> [Dataset rows on where objects appear]:
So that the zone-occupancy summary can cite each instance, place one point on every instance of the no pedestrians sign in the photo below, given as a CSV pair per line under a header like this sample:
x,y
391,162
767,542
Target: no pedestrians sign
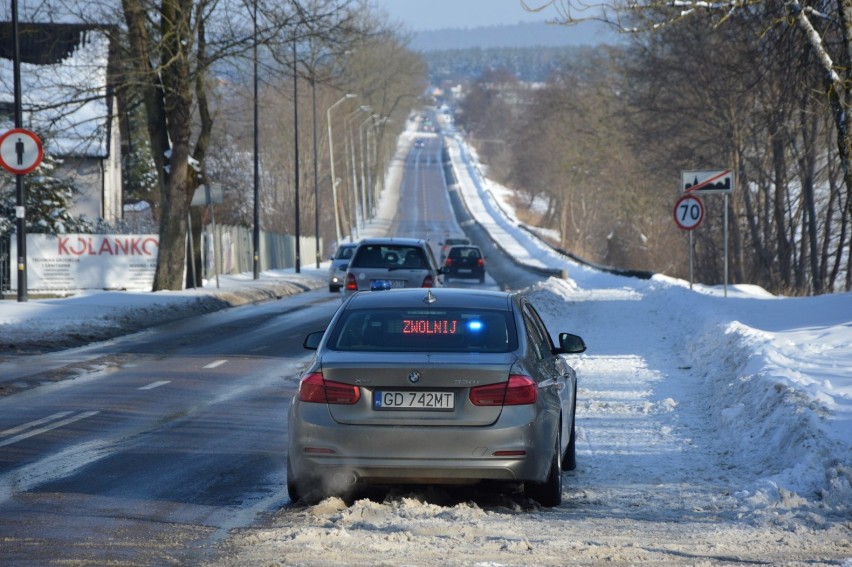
x,y
20,151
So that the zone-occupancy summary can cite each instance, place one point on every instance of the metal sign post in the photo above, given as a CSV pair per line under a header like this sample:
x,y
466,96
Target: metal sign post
x,y
20,153
696,182
688,213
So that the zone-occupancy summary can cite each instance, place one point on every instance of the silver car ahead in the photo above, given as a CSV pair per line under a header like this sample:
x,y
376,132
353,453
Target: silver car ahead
x,y
390,263
339,263
434,386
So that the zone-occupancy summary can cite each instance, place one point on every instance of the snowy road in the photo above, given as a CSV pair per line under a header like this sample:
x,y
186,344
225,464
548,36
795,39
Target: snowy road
x,y
658,479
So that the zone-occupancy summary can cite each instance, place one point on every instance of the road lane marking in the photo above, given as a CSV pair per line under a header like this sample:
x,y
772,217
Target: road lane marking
x,y
35,423
153,385
52,426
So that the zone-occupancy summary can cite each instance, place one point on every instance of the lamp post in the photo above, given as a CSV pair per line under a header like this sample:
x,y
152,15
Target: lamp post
x,y
378,128
331,159
353,193
296,157
256,228
365,174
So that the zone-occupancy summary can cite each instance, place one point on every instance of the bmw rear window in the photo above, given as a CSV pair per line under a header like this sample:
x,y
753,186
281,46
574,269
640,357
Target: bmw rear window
x,y
424,330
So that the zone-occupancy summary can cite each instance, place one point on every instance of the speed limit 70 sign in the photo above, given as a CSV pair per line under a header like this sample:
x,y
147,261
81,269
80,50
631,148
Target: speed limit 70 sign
x,y
689,212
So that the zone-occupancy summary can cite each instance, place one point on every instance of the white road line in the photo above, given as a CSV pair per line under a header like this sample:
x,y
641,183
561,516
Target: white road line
x,y
153,385
35,423
50,427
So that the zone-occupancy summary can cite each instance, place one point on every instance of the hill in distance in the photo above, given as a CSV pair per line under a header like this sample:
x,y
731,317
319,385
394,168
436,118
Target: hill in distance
x,y
517,35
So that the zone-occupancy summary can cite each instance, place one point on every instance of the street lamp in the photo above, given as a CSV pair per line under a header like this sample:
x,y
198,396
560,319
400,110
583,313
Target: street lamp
x,y
379,184
353,192
365,180
331,159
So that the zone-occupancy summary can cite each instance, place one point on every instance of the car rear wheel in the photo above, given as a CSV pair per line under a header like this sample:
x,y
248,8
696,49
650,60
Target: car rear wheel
x,y
569,460
549,492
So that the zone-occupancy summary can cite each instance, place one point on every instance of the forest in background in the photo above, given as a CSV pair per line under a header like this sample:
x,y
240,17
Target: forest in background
x,y
595,151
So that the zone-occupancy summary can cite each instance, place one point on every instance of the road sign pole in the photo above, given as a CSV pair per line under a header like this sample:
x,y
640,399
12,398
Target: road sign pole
x,y
21,234
726,245
691,255
20,208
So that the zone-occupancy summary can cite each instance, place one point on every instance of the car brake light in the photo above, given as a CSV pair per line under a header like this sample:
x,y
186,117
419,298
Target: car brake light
x,y
316,389
517,391
351,284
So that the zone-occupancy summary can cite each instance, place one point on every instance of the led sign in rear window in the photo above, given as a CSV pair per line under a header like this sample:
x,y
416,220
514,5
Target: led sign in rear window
x,y
447,330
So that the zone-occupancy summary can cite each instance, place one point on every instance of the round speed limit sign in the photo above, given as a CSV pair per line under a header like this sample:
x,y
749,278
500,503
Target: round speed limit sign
x,y
689,212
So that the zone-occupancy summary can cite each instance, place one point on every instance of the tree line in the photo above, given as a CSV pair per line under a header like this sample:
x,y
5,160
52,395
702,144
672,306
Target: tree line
x,y
190,76
595,154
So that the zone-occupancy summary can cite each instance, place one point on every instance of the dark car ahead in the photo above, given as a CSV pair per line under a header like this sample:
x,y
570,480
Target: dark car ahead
x,y
391,263
452,241
434,386
465,262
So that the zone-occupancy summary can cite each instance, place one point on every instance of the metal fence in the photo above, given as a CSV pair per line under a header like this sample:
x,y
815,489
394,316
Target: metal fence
x,y
228,250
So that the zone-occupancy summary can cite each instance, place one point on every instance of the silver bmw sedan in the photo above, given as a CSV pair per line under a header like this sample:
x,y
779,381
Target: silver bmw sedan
x,y
434,386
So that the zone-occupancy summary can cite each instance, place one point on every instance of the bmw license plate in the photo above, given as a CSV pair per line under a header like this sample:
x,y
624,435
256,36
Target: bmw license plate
x,y
409,400
393,284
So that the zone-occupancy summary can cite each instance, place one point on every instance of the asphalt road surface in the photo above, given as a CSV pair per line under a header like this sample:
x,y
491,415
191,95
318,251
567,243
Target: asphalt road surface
x,y
148,449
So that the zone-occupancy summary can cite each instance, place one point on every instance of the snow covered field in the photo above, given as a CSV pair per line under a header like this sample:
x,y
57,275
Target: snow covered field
x,y
711,429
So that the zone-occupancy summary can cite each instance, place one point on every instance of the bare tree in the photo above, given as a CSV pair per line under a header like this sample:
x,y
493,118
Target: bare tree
x,y
826,26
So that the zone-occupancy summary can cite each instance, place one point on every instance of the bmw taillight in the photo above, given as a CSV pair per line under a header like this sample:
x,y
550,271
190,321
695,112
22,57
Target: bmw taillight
x,y
315,389
351,284
518,391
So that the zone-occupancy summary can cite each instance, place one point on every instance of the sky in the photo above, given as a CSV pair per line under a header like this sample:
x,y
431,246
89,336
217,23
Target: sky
x,y
719,422
421,15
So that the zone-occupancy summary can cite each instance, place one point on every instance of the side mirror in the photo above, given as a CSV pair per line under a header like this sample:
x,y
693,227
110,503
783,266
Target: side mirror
x,y
571,344
312,341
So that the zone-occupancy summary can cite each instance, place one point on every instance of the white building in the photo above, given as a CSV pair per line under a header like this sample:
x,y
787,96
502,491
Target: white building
x,y
68,101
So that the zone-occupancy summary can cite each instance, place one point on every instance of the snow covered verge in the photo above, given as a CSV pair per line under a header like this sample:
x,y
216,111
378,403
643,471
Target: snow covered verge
x,y
40,325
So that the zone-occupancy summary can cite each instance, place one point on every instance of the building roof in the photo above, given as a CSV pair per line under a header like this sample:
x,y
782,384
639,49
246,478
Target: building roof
x,y
64,94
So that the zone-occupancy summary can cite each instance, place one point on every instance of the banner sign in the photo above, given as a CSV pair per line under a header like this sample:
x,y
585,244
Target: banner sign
x,y
69,262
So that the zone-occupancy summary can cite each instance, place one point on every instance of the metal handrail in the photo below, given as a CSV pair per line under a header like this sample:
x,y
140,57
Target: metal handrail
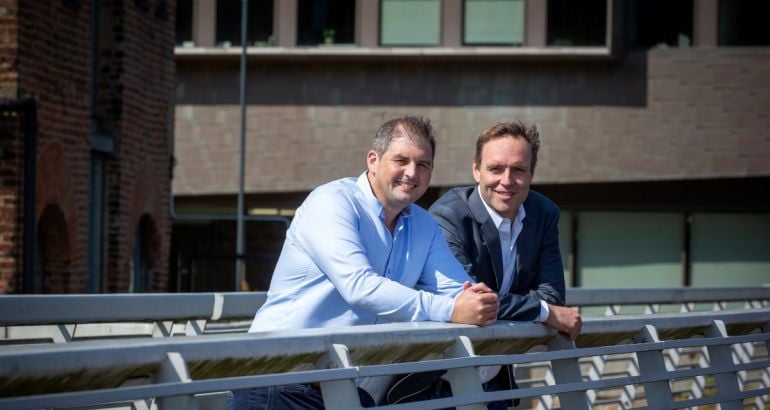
x,y
93,372
74,309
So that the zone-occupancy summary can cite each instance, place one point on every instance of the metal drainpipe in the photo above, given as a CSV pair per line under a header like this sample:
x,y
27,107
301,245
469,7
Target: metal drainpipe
x,y
29,106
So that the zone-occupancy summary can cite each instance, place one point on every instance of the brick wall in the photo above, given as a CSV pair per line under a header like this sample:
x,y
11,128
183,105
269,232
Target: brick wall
x,y
666,114
53,65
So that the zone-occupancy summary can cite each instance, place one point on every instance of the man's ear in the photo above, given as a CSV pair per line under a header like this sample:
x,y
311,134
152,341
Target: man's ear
x,y
371,160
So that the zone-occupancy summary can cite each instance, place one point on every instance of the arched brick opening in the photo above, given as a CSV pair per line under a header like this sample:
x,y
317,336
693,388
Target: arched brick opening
x,y
144,256
52,273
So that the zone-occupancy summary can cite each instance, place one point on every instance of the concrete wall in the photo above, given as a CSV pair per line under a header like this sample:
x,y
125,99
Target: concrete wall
x,y
662,114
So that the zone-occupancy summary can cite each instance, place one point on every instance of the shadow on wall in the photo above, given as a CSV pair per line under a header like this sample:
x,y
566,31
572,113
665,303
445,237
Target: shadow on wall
x,y
469,82
52,265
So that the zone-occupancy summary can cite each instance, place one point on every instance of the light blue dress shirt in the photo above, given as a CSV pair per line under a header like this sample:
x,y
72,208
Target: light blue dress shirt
x,y
341,266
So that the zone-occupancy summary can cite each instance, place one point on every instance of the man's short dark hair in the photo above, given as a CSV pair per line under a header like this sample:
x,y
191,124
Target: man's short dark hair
x,y
417,128
515,129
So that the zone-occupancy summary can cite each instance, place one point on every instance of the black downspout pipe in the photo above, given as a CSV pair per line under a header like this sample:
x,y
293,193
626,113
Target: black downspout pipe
x,y
27,107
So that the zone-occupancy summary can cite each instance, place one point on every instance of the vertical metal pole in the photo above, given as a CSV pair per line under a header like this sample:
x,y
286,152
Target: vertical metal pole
x,y
240,264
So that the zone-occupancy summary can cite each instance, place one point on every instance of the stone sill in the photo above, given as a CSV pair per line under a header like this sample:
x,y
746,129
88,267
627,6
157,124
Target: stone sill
x,y
343,52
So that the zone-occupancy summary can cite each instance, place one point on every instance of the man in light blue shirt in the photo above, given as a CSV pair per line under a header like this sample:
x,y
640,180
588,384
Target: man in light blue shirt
x,y
360,252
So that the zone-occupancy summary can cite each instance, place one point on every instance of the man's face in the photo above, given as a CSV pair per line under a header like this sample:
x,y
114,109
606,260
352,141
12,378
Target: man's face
x,y
402,174
504,174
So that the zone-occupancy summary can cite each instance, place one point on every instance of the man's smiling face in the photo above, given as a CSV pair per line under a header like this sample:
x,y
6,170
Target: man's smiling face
x,y
504,174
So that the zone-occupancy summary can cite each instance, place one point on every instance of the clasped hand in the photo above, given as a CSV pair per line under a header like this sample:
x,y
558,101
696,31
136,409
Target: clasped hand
x,y
476,305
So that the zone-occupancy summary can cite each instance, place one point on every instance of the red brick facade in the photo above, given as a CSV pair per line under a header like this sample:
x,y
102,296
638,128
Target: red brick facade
x,y
49,58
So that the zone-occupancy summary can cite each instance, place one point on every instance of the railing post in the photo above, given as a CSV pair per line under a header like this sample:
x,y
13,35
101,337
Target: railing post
x,y
174,369
568,371
658,394
339,394
163,328
722,356
464,380
195,327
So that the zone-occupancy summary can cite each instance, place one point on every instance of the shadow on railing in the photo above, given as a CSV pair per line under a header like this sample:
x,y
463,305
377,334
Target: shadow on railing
x,y
662,360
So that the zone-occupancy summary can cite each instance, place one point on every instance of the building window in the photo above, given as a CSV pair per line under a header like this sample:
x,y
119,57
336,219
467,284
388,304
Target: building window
x,y
493,22
52,253
742,23
410,22
730,249
325,22
260,23
628,249
141,257
577,23
660,22
184,22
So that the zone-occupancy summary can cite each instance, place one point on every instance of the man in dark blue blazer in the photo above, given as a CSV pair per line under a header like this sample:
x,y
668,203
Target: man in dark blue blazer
x,y
506,235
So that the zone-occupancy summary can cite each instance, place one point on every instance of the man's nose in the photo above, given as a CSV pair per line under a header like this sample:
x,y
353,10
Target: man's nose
x,y
508,178
410,169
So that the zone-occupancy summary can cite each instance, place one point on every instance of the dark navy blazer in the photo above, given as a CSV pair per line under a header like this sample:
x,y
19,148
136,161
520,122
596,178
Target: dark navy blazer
x,y
475,242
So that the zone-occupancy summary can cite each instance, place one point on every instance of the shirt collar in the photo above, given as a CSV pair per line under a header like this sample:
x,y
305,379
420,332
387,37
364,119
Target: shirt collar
x,y
498,219
372,202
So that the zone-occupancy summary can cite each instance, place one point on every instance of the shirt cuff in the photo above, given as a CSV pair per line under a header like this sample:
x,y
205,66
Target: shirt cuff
x,y
441,308
544,312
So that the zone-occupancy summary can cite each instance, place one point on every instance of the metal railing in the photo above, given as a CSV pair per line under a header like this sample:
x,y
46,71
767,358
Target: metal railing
x,y
670,360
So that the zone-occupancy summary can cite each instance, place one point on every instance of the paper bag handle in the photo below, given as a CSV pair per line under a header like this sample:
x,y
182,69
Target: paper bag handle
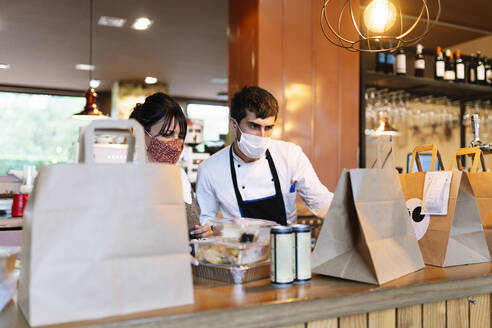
x,y
474,152
135,141
423,148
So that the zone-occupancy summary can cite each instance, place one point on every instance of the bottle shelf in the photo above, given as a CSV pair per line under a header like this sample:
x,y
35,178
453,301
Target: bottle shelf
x,y
426,86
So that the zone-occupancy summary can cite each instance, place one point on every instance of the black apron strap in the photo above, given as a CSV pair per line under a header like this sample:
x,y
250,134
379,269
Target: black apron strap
x,y
234,182
272,208
278,190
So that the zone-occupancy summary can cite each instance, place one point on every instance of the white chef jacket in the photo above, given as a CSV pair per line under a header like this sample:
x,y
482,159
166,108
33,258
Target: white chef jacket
x,y
215,190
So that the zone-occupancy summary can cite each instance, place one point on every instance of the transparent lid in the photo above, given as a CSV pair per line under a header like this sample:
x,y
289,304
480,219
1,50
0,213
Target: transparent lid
x,y
242,229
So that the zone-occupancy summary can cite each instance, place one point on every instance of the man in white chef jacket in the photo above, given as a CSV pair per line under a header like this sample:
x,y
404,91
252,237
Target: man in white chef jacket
x,y
257,177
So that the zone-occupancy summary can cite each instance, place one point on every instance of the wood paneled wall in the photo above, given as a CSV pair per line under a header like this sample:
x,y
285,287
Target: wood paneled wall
x,y
473,312
278,45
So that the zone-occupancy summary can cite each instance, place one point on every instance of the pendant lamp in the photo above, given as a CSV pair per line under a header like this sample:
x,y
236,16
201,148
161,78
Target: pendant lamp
x,y
90,111
381,26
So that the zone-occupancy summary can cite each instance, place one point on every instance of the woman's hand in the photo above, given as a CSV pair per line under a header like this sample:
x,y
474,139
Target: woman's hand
x,y
202,232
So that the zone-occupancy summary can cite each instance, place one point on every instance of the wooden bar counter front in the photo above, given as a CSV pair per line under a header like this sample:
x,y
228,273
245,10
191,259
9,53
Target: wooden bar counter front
x,y
433,297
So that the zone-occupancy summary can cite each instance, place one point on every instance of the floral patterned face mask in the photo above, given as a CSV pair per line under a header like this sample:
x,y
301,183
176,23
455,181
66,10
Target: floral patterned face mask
x,y
165,151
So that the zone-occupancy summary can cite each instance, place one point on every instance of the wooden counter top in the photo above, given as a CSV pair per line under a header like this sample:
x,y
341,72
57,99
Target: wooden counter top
x,y
258,304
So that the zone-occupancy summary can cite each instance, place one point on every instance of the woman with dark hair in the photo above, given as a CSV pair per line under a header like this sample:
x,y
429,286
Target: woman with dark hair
x,y
165,126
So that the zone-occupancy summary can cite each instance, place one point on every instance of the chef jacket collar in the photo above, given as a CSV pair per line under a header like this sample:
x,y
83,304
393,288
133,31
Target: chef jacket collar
x,y
239,159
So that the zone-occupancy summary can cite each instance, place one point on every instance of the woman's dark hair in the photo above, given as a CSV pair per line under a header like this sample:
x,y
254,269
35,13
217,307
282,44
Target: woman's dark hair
x,y
256,100
156,107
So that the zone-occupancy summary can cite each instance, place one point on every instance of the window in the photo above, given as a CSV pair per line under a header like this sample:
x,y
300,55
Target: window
x,y
215,119
37,129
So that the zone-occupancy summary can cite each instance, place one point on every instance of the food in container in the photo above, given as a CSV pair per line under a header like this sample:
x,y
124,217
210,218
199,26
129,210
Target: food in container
x,y
221,250
236,274
242,229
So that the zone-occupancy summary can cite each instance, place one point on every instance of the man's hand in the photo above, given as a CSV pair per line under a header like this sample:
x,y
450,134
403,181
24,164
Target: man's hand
x,y
202,232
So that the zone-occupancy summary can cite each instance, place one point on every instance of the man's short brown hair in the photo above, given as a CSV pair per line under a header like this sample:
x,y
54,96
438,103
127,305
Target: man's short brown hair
x,y
256,100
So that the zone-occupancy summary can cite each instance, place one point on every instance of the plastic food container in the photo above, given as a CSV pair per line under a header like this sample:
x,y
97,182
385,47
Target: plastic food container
x,y
220,251
242,229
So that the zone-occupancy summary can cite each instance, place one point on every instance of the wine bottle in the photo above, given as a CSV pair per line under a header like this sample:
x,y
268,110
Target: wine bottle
x,y
439,65
480,69
488,72
472,71
390,60
449,67
380,58
419,64
401,62
460,67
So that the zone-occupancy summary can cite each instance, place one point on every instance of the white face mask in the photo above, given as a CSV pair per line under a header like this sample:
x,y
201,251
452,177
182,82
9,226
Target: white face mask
x,y
252,146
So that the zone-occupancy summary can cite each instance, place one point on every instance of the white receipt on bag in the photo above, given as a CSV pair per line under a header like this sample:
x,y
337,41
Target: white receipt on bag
x,y
436,192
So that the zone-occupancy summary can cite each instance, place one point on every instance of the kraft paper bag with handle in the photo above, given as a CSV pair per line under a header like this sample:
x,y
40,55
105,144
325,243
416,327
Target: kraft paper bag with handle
x,y
102,240
481,183
367,234
445,240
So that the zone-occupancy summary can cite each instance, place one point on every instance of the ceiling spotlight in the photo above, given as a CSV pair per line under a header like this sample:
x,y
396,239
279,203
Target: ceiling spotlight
x,y
84,67
111,21
219,80
222,95
150,80
94,83
142,23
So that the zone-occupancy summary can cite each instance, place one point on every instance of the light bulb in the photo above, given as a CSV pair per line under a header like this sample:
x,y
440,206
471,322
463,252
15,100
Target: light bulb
x,y
379,16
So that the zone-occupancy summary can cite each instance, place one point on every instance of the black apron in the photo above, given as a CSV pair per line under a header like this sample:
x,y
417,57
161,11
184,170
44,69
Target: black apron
x,y
269,208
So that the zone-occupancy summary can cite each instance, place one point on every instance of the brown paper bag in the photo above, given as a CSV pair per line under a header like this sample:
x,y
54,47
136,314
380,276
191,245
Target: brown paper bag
x,y
481,183
367,234
102,240
453,239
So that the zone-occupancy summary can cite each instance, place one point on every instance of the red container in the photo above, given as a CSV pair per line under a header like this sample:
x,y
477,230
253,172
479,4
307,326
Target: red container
x,y
20,201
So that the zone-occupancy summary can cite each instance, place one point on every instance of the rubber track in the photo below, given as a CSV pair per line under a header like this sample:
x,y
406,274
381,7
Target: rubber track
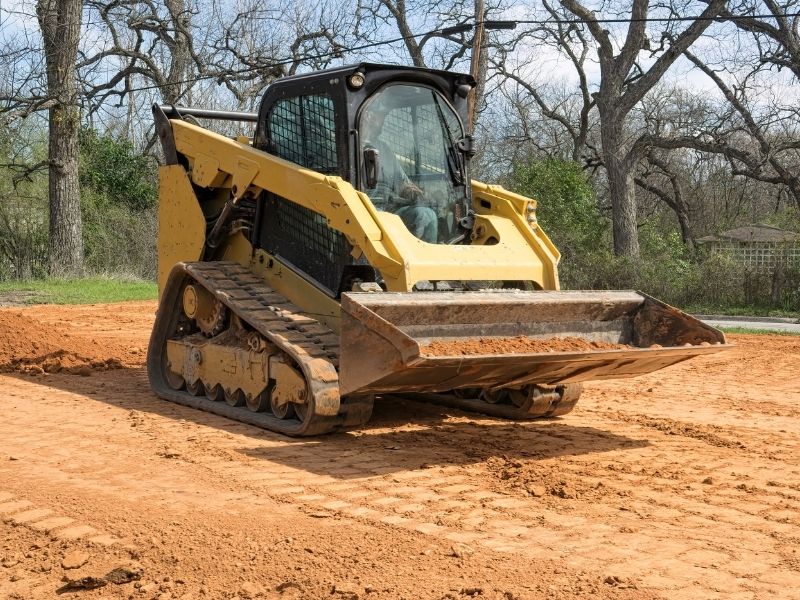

> [PROBLEM TO WORK ON]:
Find every line in the items above that contains the word "with", and copy each of those lines.

> [THE SOLUTION]:
So that the zone-occupancy summary can cite each instance, place one point on every instance of the woman with dark hair in the photo above, given as a CSV pair per line under a header like this sample:
Target: woman with dark hair
So that the zone-occupancy summary can cite each instance, place one point on every instance of the kraft paper bag with handle in the photo above, given as a CSV pair per line under a header like this sample:
Target: kraft paper bag with handle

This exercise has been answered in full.